| Extrait du texte |
►
Non, il n’y a pas de droit sérieux du côté de l’Angleterre, et il y a, du côté de la France, un intérêt réel à ce que la Nouvelle-Zélande conserve son indépendance. Depuis quelques années, le principal rendez-vous de nos baleiniers est dans les nombreuses rades qui l’entourent. À la date des dernières nouvelles, on en comptait neuf dans la seule baie des Îles. C’est beaucoup, vu l’état de notre marine marchande. Aujourd’hui, ces pêcheurs sont accueillis dans les hâvres zélandais au même titre et sur le même pied que ceux de l’Angleterre. Que celle-ci s’approprie cet archipel, et à l’instant même des taxes différentielles d’ancrage et de tonnage, des droits d’entrée et de sortie, rendront ces relâches onéreuses à nos bâtimens, qui déjà contiennent mal une concurrence redoutable. Vienne ensuite une guerre, et, placés sous le canon britannique, nos bâtimens seront confisqués en un clin d’œil. Nous avons vu avec regret, nous l’avouons, une plume habile aller au-devant des projets de l’Angleterre, les pressentir, les caresser, presque les encourager. La hardiesse n’est pas ce qui manque à nos entreprenans voisins, et ce n’est point à nous de leur donner du cœur. Oublions qu’il existe sur ces îles des Français qui invoquent quelques sympathies d’origine, oublions qu’il y a là aussi un prêtre catholique, un évêque en butte aux haines de schismes intolérans et qui se réclame de notre nationalité, à défaut de notre orthodoxie[1]. Ne tenons compte que des intérêts, puisqu’ils ont la parole haute de notre temps. La Nouvelle-Zélande n’appartient encore qu’à la spéculation particulière ; pourquoi la France en céderait-elle sa part ? Pourquoi n’aurait-elle pas son lot dans ce commerce que l’on dit appelé à de belles destinées, dans ces récoltes de lin, dans ces coupes de bois de construction ? En supposant même que rien ne soit prêt parmi nous pour d’aussi vastes entreprises, pourquoi engagerions-nous l’avenir ? Pourquoi aliénerions-nous des droits qui peuvent être réservés ?
◄
Exemples d'étiquetage de masques:
►
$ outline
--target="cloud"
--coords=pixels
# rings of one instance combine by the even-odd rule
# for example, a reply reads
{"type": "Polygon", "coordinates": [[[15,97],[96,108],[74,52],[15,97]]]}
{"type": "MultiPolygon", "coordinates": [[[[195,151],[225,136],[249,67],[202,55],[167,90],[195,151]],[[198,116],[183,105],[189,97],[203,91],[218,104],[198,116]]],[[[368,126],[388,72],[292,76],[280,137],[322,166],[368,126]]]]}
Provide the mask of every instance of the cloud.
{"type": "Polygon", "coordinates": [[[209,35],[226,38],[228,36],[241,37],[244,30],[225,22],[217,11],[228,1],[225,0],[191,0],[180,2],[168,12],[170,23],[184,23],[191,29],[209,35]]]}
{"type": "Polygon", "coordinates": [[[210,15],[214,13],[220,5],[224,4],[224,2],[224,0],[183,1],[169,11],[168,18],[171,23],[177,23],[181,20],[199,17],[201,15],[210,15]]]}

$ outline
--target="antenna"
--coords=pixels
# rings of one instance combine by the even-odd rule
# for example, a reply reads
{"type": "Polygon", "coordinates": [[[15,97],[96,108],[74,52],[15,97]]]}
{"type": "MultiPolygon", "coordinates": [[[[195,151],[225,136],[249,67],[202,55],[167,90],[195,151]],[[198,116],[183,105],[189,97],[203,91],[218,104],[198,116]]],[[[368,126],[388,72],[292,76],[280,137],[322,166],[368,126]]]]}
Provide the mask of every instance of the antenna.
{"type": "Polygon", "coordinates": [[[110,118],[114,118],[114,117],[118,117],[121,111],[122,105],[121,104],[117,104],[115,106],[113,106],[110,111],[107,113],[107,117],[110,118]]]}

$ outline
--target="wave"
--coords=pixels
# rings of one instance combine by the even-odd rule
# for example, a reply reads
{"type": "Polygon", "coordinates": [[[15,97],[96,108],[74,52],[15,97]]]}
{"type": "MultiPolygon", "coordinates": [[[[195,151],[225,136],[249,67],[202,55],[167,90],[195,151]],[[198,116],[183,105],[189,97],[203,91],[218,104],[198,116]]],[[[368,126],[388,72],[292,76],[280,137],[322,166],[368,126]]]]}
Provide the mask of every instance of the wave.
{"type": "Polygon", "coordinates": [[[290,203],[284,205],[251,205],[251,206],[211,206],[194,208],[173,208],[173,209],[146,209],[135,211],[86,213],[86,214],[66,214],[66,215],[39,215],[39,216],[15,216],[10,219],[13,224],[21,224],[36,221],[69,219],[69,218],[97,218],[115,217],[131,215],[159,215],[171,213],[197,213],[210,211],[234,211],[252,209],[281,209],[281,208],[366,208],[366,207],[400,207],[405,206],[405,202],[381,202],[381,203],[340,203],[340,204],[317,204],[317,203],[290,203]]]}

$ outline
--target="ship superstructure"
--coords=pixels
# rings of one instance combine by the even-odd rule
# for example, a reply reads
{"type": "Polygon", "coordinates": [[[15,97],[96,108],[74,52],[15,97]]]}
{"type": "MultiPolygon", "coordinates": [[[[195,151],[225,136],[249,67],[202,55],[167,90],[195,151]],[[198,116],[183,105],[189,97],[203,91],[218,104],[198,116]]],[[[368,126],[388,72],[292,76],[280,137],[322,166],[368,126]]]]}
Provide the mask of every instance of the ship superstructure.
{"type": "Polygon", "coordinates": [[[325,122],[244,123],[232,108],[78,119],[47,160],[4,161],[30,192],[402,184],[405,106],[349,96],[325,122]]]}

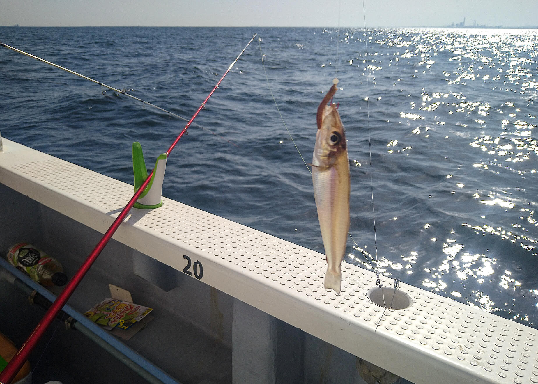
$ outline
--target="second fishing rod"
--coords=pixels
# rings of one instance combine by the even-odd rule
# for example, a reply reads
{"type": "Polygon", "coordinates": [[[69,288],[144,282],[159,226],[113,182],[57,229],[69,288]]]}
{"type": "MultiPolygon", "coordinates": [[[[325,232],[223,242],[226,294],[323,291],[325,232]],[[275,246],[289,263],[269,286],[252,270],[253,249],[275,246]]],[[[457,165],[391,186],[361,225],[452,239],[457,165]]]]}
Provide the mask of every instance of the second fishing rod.
{"type": "MultiPolygon", "coordinates": [[[[200,113],[200,111],[204,108],[207,101],[211,97],[211,95],[215,91],[217,88],[218,88],[218,86],[220,84],[221,82],[224,80],[224,77],[228,74],[228,72],[233,68],[233,66],[237,62],[237,60],[243,54],[243,52],[246,49],[247,47],[250,45],[250,43],[252,42],[252,40],[256,38],[257,34],[254,34],[252,36],[252,39],[247,44],[243,50],[240,52],[239,55],[236,58],[235,60],[228,67],[228,69],[224,72],[224,74],[221,77],[221,79],[217,83],[216,85],[213,87],[211,92],[208,95],[206,99],[203,101],[203,102],[200,105],[196,110],[196,112],[193,115],[193,117],[190,118],[187,125],[185,127],[181,130],[181,132],[176,138],[175,140],[172,143],[172,145],[168,148],[168,150],[166,151],[166,156],[169,155],[170,153],[173,150],[174,148],[177,145],[178,142],[181,138],[183,134],[186,132],[187,130],[188,129],[189,126],[191,125],[193,121],[196,118],[196,116],[200,113]]],[[[76,287],[78,286],[79,284],[80,283],[81,281],[84,278],[84,275],[89,270],[91,265],[93,264],[94,262],[97,259],[97,257],[101,254],[101,252],[104,248],[105,246],[110,241],[110,239],[112,238],[112,236],[114,236],[114,233],[119,227],[120,225],[126,217],[127,215],[129,214],[131,209],[133,208],[134,203],[136,202],[137,200],[140,197],[143,193],[146,190],[147,186],[150,184],[152,176],[153,173],[155,172],[155,168],[154,168],[151,172],[147,175],[144,182],[138,188],[138,189],[134,193],[132,197],[129,200],[129,202],[125,205],[125,208],[122,210],[122,211],[118,215],[118,217],[114,221],[112,225],[108,229],[103,237],[97,243],[97,245],[88,255],[88,258],[86,260],[82,263],[79,270],[73,275],[73,276],[71,278],[71,280],[67,283],[66,285],[65,288],[62,291],[61,293],[58,295],[56,300],[52,303],[51,307],[49,308],[48,310],[47,311],[46,313],[44,315],[43,317],[41,318],[41,321],[38,323],[36,328],[32,331],[32,333],[29,336],[28,338],[26,339],[26,342],[23,344],[23,346],[21,347],[20,349],[17,352],[17,354],[13,357],[11,360],[8,363],[8,365],[6,366],[4,370],[0,372],[0,384],[11,384],[13,378],[17,374],[17,372],[22,367],[24,362],[27,359],[29,355],[35,347],[36,345],[37,344],[38,342],[41,339],[41,337],[43,336],[45,331],[48,328],[49,326],[51,325],[53,321],[56,317],[58,312],[61,310],[63,305],[67,302],[69,297],[74,292],[76,287]]]]}

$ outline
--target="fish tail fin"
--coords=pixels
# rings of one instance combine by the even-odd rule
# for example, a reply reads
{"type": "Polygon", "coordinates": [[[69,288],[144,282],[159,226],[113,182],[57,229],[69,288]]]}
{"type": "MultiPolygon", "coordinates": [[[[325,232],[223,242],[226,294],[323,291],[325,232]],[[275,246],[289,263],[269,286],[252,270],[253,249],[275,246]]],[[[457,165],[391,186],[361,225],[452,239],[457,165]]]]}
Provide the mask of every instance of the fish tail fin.
{"type": "Polygon", "coordinates": [[[325,289],[334,289],[336,293],[339,294],[341,287],[342,273],[339,271],[336,273],[332,273],[328,271],[325,274],[325,289]]]}

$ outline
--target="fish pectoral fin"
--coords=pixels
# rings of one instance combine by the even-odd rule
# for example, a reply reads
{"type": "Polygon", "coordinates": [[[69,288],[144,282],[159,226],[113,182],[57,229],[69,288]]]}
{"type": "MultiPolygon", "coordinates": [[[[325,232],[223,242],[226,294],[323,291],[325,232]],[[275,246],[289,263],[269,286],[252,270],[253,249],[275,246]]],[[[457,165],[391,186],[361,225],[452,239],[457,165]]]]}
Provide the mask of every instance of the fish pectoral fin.
{"type": "Polygon", "coordinates": [[[326,165],[314,165],[314,164],[310,164],[309,162],[307,163],[307,165],[310,166],[311,167],[315,167],[320,170],[327,170],[330,168],[330,167],[326,165]]]}

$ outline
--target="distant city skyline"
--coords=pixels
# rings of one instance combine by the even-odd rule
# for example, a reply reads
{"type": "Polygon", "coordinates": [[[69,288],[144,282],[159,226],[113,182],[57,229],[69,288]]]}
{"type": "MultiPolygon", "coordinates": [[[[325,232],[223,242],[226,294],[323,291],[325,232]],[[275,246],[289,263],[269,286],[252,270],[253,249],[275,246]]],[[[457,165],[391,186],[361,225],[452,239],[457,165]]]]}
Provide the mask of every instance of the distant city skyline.
{"type": "Polygon", "coordinates": [[[4,26],[538,26],[536,0],[0,0],[0,9],[4,26]]]}

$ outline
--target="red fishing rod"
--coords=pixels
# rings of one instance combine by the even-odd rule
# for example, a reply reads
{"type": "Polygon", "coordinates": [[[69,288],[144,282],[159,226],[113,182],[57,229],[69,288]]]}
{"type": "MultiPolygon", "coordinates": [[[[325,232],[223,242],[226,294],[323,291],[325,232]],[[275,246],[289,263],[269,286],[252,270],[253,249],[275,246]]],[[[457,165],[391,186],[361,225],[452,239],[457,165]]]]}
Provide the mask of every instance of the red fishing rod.
{"type": "MultiPolygon", "coordinates": [[[[200,111],[204,108],[204,106],[206,105],[206,103],[207,103],[207,101],[210,97],[211,97],[211,95],[213,95],[213,93],[214,93],[217,88],[218,88],[218,86],[221,83],[221,82],[224,80],[224,77],[228,74],[228,72],[230,72],[230,70],[232,69],[234,65],[241,56],[241,55],[242,55],[243,52],[245,52],[247,47],[250,45],[250,43],[252,42],[252,40],[256,37],[257,35],[257,34],[254,33],[254,35],[252,36],[252,38],[250,39],[250,41],[249,41],[248,44],[245,46],[244,48],[243,48],[243,51],[242,51],[237,57],[236,58],[236,59],[233,60],[233,62],[230,65],[230,66],[228,67],[228,69],[226,70],[225,72],[224,72],[224,74],[222,75],[222,77],[221,77],[221,80],[219,80],[218,82],[217,83],[217,84],[213,87],[213,89],[211,90],[211,92],[209,93],[207,97],[206,98],[206,99],[203,101],[203,102],[200,106],[200,107],[199,107],[198,110],[196,111],[196,113],[193,115],[193,117],[190,118],[188,123],[187,123],[187,125],[185,125],[185,127],[181,130],[181,132],[178,136],[178,137],[176,138],[175,140],[174,140],[172,145],[170,146],[168,151],[166,151],[167,157],[168,157],[168,156],[170,154],[170,153],[174,149],[176,144],[178,144],[179,139],[181,138],[181,137],[183,136],[183,134],[187,131],[187,129],[189,127],[189,126],[190,125],[193,120],[194,120],[196,117],[198,116],[198,113],[200,113],[200,111]]],[[[69,282],[67,283],[67,285],[63,289],[63,290],[62,290],[61,293],[58,295],[58,297],[52,303],[52,305],[51,305],[51,307],[48,309],[48,310],[47,311],[46,313],[45,313],[45,315],[44,315],[41,321],[38,323],[37,325],[36,326],[36,328],[34,328],[33,331],[32,331],[32,333],[30,333],[28,338],[26,339],[26,341],[24,344],[23,344],[23,346],[20,347],[20,349],[19,349],[18,352],[17,352],[17,354],[8,364],[8,365],[6,365],[5,368],[4,368],[4,370],[2,372],[0,372],[0,384],[11,384],[13,378],[15,377],[17,373],[19,372],[19,370],[22,367],[24,362],[28,359],[29,355],[37,344],[39,339],[43,336],[45,331],[47,330],[47,329],[48,328],[48,326],[52,322],[52,321],[56,317],[58,312],[67,302],[67,300],[69,300],[71,295],[73,294],[75,289],[76,289],[76,287],[82,280],[82,278],[84,278],[84,275],[88,272],[92,264],[94,264],[94,262],[97,258],[97,257],[101,253],[101,251],[103,251],[103,249],[105,247],[105,246],[107,245],[110,239],[112,238],[112,236],[114,234],[114,232],[115,232],[116,230],[118,229],[120,224],[122,224],[122,222],[129,213],[131,209],[132,208],[133,205],[134,205],[134,203],[136,202],[137,200],[138,200],[140,195],[142,194],[142,193],[146,189],[146,187],[147,187],[148,184],[150,183],[150,181],[151,180],[151,176],[153,176],[155,168],[153,168],[151,172],[150,173],[150,174],[147,175],[147,177],[142,183],[142,185],[140,186],[140,188],[137,190],[136,192],[134,193],[133,197],[131,198],[130,200],[129,200],[129,202],[127,203],[127,205],[125,205],[125,207],[122,210],[119,215],[118,215],[118,217],[116,218],[116,220],[114,221],[114,222],[112,223],[110,227],[108,229],[107,232],[105,232],[105,234],[103,236],[101,239],[99,240],[97,245],[95,246],[95,248],[94,248],[94,250],[90,253],[88,258],[86,259],[83,263],[82,263],[82,265],[81,266],[79,270],[76,271],[74,275],[73,275],[73,276],[71,278],[71,280],[69,280],[69,282]]]]}

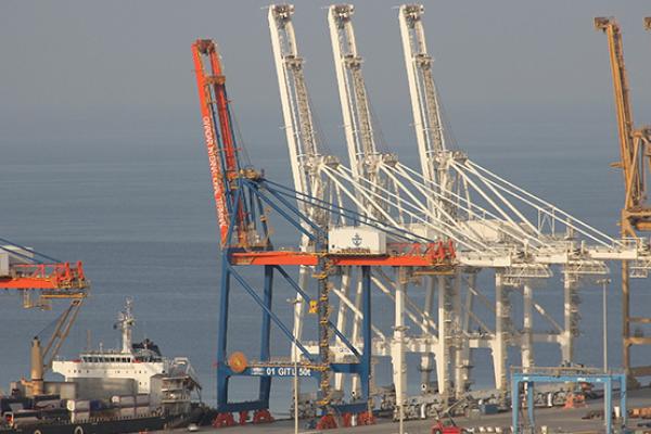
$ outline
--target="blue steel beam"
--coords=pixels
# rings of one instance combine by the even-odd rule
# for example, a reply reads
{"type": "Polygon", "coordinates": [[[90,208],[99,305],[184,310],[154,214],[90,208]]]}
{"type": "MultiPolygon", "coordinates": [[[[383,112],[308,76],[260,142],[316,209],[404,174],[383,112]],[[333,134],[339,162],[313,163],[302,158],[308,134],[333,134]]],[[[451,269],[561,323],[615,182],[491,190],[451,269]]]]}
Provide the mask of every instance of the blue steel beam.
{"type": "Polygon", "coordinates": [[[278,318],[276,314],[273,314],[273,311],[270,308],[265,306],[265,303],[263,302],[260,296],[255,293],[255,290],[251,288],[251,285],[244,280],[244,278],[242,278],[242,276],[240,276],[230,264],[227,263],[227,267],[230,273],[235,278],[235,280],[242,285],[242,288],[244,288],[244,290],[258,304],[258,306],[260,306],[263,310],[269,315],[269,318],[276,323],[276,326],[279,327],[279,329],[284,333],[284,335],[288,336],[290,341],[296,342],[296,346],[298,347],[298,349],[301,349],[301,353],[303,353],[303,355],[307,357],[308,360],[315,361],[312,355],[303,346],[303,344],[301,344],[301,342],[294,340],[294,335],[288,329],[288,327],[282,322],[280,318],[278,318]]]}
{"type": "MultiPolygon", "coordinates": [[[[294,279],[292,279],[290,277],[290,275],[288,275],[288,272],[281,267],[281,266],[276,266],[276,269],[278,271],[280,271],[281,276],[285,279],[285,281],[298,293],[301,294],[301,296],[307,301],[307,303],[309,304],[309,302],[312,301],[312,298],[305,292],[303,291],[303,289],[301,288],[301,285],[298,285],[298,283],[296,283],[294,281],[294,279]]],[[[346,347],[348,347],[348,349],[350,349],[350,352],[356,356],[356,357],[361,357],[361,354],[359,353],[359,350],[353,345],[353,343],[350,343],[350,341],[348,341],[348,339],[336,328],[336,326],[334,326],[334,323],[332,323],[332,321],[328,320],[328,324],[330,324],[330,328],[332,329],[332,331],[334,331],[334,334],[336,334],[342,342],[344,343],[344,345],[346,345],[346,347]]]]}
{"type": "Polygon", "coordinates": [[[599,383],[603,384],[604,388],[604,416],[607,424],[607,433],[612,433],[612,412],[613,412],[613,382],[620,383],[620,408],[622,413],[622,427],[626,426],[626,374],[610,373],[610,374],[542,374],[542,373],[523,373],[515,372],[511,376],[511,416],[513,424],[513,433],[519,434],[520,431],[520,384],[527,384],[527,412],[529,424],[535,429],[534,421],[534,383],[599,383]]]}

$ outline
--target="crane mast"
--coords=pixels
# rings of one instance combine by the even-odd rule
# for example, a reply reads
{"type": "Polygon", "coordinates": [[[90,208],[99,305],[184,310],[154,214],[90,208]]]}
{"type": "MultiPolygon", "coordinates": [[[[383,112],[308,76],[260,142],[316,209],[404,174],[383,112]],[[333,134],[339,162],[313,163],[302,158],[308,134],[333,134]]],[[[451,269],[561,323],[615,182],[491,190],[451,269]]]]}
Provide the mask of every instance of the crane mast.
{"type": "Polygon", "coordinates": [[[436,156],[446,151],[438,93],[432,75],[433,59],[427,54],[421,15],[422,4],[403,4],[399,23],[405,65],[411,97],[413,127],[421,157],[423,176],[437,181],[436,156]]]}
{"type": "MultiPolygon", "coordinates": [[[[649,21],[644,21],[649,25],[649,21]]],[[[633,120],[630,91],[628,76],[624,64],[624,48],[622,30],[612,17],[596,17],[595,28],[602,30],[608,36],[608,47],[613,80],[617,133],[620,141],[620,162],[616,167],[622,168],[624,177],[625,199],[620,220],[623,238],[640,242],[638,232],[651,230],[651,208],[646,204],[644,167],[649,158],[649,144],[651,143],[651,127],[636,129],[633,120]]],[[[631,336],[631,323],[648,323],[650,318],[630,316],[630,265],[622,261],[622,337],[623,337],[623,366],[628,380],[635,383],[637,376],[651,374],[651,366],[631,367],[630,349],[634,345],[650,345],[651,341],[644,337],[631,336]]]]}
{"type": "Polygon", "coordinates": [[[350,21],[354,11],[352,4],[331,5],[328,10],[328,25],[350,168],[357,178],[368,178],[373,170],[372,158],[378,156],[378,150],[361,73],[362,59],[357,53],[350,21]]]}
{"type": "Polygon", "coordinates": [[[269,7],[269,30],[278,75],[278,89],[282,103],[284,130],[292,163],[294,188],[311,194],[310,168],[319,156],[311,110],[303,68],[303,58],[298,55],[292,15],[292,4],[269,7]]]}

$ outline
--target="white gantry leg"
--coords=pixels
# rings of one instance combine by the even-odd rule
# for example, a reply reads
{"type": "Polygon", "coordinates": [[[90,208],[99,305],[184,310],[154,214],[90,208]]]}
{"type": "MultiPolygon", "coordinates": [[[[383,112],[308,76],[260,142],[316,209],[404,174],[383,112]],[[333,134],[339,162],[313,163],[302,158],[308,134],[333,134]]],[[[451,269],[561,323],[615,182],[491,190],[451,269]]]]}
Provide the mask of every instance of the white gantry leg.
◄
| Consignes |
• a. D'après l'extrait sur la Nouvelle-Zélande, combien de baleiniers français comptait-on dans la seule baie des Îles à la date des dernières nouvelles ?
• b. Poursuivez l'extrait sur la Nouvelle-Zélande après sa dernière phrase.

| Réponses |
• a. Neuf.

• b.
À cela on ne trouve qu’une réponse, c’est que la France n’a pas l’esprit colonisateur. Ce reproche, souvent reproduit, manque de justesse. Dans le courant du siècle passé, nous avons colonisé Saint-Domingue, la Louisiane, le Canada, et notre empreinte ne s’y est point encore effacée. On nous oppose Alger, et en regard on nous

  1. Nous avons eu sous les yeux une lettre vraiment touchante, écrite par M. de Pompallier au capitaine Villeneuve, qui commande avec une fermeté et une activité louables notre station des mers du Sud. Cette situation d’un prêtre isolé, au milieu de concurrens jaloux et de sauvages fanatisés doit exciter l’intérêt et la sollicitude du gouvernement.